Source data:
____
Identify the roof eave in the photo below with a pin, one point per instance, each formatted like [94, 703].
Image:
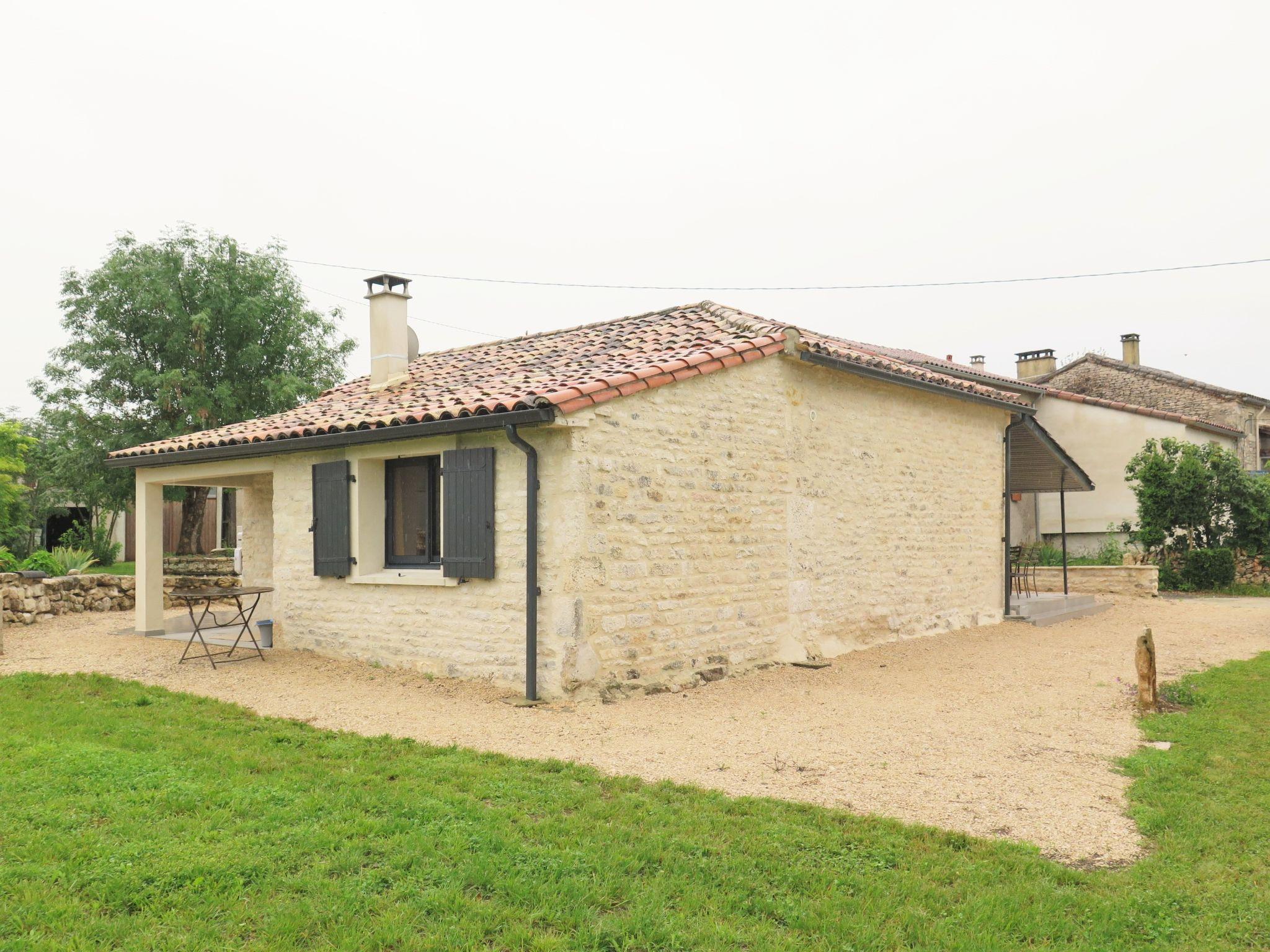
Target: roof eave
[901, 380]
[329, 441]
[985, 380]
____
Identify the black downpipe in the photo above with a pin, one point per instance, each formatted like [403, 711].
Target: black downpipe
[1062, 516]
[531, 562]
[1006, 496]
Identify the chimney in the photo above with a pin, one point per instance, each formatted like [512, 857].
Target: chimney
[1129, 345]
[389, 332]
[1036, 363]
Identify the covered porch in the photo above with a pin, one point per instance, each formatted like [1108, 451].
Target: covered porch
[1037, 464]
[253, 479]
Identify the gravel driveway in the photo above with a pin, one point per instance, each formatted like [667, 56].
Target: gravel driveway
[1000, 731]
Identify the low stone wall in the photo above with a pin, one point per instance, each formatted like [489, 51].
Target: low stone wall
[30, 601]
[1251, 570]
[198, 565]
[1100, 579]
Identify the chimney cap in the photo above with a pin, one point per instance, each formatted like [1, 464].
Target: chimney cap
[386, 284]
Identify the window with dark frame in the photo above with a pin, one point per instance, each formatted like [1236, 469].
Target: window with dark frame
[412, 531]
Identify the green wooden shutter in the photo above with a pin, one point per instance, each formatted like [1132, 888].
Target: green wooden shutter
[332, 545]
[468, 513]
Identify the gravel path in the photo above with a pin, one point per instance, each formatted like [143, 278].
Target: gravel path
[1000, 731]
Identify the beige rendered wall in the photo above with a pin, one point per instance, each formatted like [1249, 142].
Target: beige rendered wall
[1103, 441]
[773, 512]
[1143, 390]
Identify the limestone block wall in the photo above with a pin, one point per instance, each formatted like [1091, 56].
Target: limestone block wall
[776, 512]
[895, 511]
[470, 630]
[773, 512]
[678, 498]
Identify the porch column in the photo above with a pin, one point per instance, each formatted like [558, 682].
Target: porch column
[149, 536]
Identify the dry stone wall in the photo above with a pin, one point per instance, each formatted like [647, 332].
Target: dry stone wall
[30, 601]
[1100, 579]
____
Word for word, restate the lines of the data above that fall between the line holding "Identify the beige" and the line holding "Identify the dry", inclusive, and no other lines.

Identify the beige rendered wall in the photo above with a pin, one point per instance, each formatted like [1249, 142].
Target: beige rendered wall
[1103, 441]
[773, 512]
[1143, 390]
Identify the limestone block wall in the photo above with a pin, one point per instance, each formatted like [1091, 56].
Target: limestone block wall
[776, 512]
[895, 511]
[470, 630]
[773, 512]
[678, 498]
Identify the porch column in the photo above with a pin, one point per instance, each formatted like [558, 682].
Target: porch column
[149, 536]
Identify the dry stone wall in the photo above with a pin, one point per instance, each formatted like [647, 332].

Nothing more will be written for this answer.